▶ _Task brief_: Output all of the entries below precisely as written.

▶ _Data shown_:
┌────────
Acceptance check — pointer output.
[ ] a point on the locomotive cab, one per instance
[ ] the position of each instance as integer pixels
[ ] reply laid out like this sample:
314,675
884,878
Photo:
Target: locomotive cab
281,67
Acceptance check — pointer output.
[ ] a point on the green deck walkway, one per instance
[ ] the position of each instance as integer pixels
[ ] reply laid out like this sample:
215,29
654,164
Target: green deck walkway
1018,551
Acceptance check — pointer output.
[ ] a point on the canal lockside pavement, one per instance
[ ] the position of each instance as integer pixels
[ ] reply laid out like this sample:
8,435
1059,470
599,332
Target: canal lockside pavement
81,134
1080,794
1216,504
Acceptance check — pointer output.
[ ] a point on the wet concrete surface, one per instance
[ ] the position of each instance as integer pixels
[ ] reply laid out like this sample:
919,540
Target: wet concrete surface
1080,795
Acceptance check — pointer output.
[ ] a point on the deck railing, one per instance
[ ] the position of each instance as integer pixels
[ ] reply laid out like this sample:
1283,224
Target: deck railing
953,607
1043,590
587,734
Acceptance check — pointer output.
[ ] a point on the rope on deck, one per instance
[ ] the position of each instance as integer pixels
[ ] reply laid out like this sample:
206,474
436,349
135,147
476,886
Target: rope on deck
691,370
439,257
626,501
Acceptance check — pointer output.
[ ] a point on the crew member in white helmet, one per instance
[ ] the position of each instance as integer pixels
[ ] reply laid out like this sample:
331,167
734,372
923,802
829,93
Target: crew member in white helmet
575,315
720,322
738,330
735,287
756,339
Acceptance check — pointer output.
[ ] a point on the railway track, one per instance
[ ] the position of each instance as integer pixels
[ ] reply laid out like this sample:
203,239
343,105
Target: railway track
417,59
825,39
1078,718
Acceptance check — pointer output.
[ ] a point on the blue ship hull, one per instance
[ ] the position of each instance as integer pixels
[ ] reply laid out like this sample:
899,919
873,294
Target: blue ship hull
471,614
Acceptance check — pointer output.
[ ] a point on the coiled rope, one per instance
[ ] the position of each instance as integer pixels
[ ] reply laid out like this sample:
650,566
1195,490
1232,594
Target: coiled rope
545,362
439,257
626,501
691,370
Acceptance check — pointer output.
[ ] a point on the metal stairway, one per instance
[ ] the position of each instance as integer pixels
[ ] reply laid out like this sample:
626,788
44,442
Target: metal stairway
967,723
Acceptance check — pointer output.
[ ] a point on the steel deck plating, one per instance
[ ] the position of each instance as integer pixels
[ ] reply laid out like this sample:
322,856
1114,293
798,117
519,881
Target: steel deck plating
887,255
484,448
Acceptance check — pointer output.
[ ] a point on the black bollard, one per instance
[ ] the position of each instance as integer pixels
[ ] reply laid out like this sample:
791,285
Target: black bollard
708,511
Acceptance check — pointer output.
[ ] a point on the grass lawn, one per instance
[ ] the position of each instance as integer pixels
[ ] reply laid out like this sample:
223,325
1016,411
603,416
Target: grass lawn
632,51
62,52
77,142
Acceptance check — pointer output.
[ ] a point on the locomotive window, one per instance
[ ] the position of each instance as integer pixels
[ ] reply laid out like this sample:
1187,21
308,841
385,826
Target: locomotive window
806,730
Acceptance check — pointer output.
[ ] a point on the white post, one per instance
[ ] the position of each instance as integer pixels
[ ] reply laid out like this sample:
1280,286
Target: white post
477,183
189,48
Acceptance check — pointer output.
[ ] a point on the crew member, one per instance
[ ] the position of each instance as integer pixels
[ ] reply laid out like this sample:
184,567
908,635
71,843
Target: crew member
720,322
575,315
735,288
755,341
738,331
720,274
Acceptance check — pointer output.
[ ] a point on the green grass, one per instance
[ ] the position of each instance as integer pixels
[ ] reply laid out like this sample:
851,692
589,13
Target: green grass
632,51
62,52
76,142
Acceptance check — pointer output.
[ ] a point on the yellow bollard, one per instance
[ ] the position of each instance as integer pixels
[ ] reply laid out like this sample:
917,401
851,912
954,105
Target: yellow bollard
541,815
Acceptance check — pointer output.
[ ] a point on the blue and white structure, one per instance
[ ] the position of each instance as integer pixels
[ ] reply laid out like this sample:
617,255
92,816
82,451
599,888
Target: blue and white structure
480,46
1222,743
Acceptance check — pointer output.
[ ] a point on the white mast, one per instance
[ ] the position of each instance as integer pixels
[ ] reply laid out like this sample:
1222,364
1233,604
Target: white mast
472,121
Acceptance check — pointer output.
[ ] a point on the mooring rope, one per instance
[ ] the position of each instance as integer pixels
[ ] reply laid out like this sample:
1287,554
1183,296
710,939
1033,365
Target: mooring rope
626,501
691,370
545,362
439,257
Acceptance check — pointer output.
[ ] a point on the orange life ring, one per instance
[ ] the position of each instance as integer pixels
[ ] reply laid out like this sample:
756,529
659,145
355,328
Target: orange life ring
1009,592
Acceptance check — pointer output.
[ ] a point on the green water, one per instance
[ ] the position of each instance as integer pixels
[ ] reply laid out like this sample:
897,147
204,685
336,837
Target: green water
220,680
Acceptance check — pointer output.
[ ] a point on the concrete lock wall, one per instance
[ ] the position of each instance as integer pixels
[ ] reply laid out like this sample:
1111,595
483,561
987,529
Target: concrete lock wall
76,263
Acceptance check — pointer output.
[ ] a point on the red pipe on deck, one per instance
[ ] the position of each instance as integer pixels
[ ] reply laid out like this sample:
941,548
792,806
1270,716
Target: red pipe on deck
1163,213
└────────
▶ _Exercise output_:
Acceptance check — pointer output.
[ ] a point on the locomotive cab, one per instance
[ ] the position of each instance as integer pixels
[ ] reply laid out like this sample:
314,675
884,878
Photo:
Target: locomotive cab
281,67
Acceptance check — pointer output.
[ ] a point on the green deck walkway, one per instance
[ ] the position of each instance as integer pixels
[ ] reply laid out like this sample:
215,29
654,164
Target: green deck walkway
1018,551
Acceptance check — pointer output.
[ ] a point on the canal lockside pavement, one per instance
[ ] the position of each instance as integer pixels
[ ] reply laid out like this sample:
8,435
1059,470
599,332
Target: canal lockside pavement
81,134
1080,794
1216,504
Acceptance check — pointer output.
[ ] a point on the wet concrete surface, one per instance
[ ] the position of each instance as integer pixels
[ ] reply laid out like this sample:
919,540
Target: wet concrete surface
1080,795
Acceptance check — pointer output.
[ ] a point on the deck railing, one per instance
[ ] the position of each instance as integer pixels
[ ] reply laid out like this sample:
1283,224
Target: deck railing
953,607
1043,590
587,734
Acceptance check — pointer output.
[ ] a point on the rope on deck, one per instance
[ ] the position of each instance as integer pixels
[ ] reply laid out like this sample:
206,474
436,349
135,147
476,886
Target: rope on deck
691,370
439,257
626,501
Acceptance check — pointer output.
[ ] a point on the crew member in white helmet, one per instance
[ ] the position of each instance as integer pixels
[ ] reply laid out like this sample:
331,167
734,372
923,802
829,93
Target: crew member in white helmet
575,315
720,322
738,330
735,287
756,339
Acceptance check — pointer output.
[ ] a point on the railway track, one per instance
[ ] the position of each instance as integer pixels
[ ] reply laid out like this sample:
203,239
343,105
Target: railway track
417,59
825,39
1078,718
Acceptance check — pointer output.
[ ] a point on the blue ship hull, one per instance
[ ] the position of each instance as integer pixels
[ ] reply laid out like this sample:
899,919
873,294
Target: blue ship hull
471,614
Acceptance check — pointer output.
[ ] a point on the coiled rope, one per instance
[ ] the position of each instance as integer pixels
[ ] reply laid out like this sample:
650,566
1195,490
1232,594
Target: coiled rope
545,362
439,257
626,501
691,370
Acceptance check — pointer output.
[ ] a point on the metal stairway, one per instance
[ ] the position of each instance as integer pixels
[ ] reply laid out like this sample:
626,788
44,442
Target: metal stairway
967,723
Acceptance check — pointer output.
[ ] a point on the steel deck plating, one per instance
[ ] the position of each instance as integer pixels
[ ] reply laid out like this sample:
322,856
1114,293
798,117
519,881
Target: steel deck plating
887,255
484,448
Acceptance check — pointer output.
[ ] a point on the black bollard, one per instance
[ ] the position of each instance as integer pixels
[ ] reply laid out like this sample:
791,285
Target: black bollard
708,511
Acceptance check — pointer output.
[ ] a point on the grass lawn, one per instance
[ ] the position of each instance as integer pixels
[ ] reply laid out like this sample:
223,325
1016,411
603,416
Target: grass lawn
632,51
62,52
77,142
Acceptance check — pointer output.
[ ] a point on the locomotive window, one per instance
[ ] the position of each instance as integer pixels
[ ] reply laid out like this sample:
1187,21
308,841
385,826
Target: locomotive window
806,730
Acceptance check — pointer output.
[ ] a point on the white post, one per instance
[ ] the position of each instance as integer pixels
[ ] reply laid out like this sample:
1280,286
Target: white post
477,183
189,48
Acceptance check — pointer output.
[ ] a point on the crew member, one per instance
[ ] the position of each instance as integer pixels
[ ] reply laid out like this sample:
184,567
908,635
71,843
Target: crew member
720,322
575,315
735,288
755,341
738,331
720,274
Acceptance check — pointer output.
[ ] a point on the green grass, one per instance
[ ] the position of each instance as integer pixels
[ ] reply laid out like this sample:
851,692
589,13
Target: green grass
632,51
62,52
76,142
Acceptance check — pointer output.
[ ] a point on the yellow bollard, one per instance
[ ] the position of each instance as integer pixels
[ ] reply laid out like this sample:
917,401
851,912
954,105
Target: yellow bollard
541,815
Acceptance check — pointer output.
[ ] a point on the blue and white structure, one per instance
[ ] the position of each instance as integer pixels
[ ] reply laid out like this sample:
617,255
92,816
82,451
599,888
Target: blue and white structure
480,46
1222,743
Acceptance check — pointer output.
[ ] a point on the white mast, one per instance
[ ] the position of each instance as integer pixels
[ ] reply laid out like this sample:
1222,364
1233,604
Target: white mast
472,121
Acceptance check — pointer output.
[ ] a point on the mooring rope, one per instance
[ ] the position of each instance as integer pixels
[ ] reply laid out like this sample:
1287,554
1183,296
710,939
1033,365
Target: mooring rope
626,501
691,370
545,362
439,257
Acceptance check — pointer output.
[ ] a point on the orange life ring, one per instance
[ ] the position of each instance as integer pixels
[ ] reply laid out like this sample:
756,529
659,145
355,328
Target: orange life ring
1009,592
Acceptance check — pointer output.
[ ] a point on the green water, one per instance
[ ] the position of each instance as integer pixels
[ ] reply laid out like this sample:
897,147
204,685
336,837
Target: green water
220,680
Acceptance check — pointer output.
[ ] a point on the concrete lock wall, one per instance
[ ] the position of each instance as integer pixels
[ ] reply laid out like this sample:
1111,595
483,561
987,529
Target: concrete lock wall
76,263
Acceptance check — pointer output.
[ ] a point on the red pipe on deck, one per instance
[ ] the position of each instance as integer pixels
[ ] reply laid out like this sample:
941,548
792,806
1270,716
Target: red pipe on deck
1163,213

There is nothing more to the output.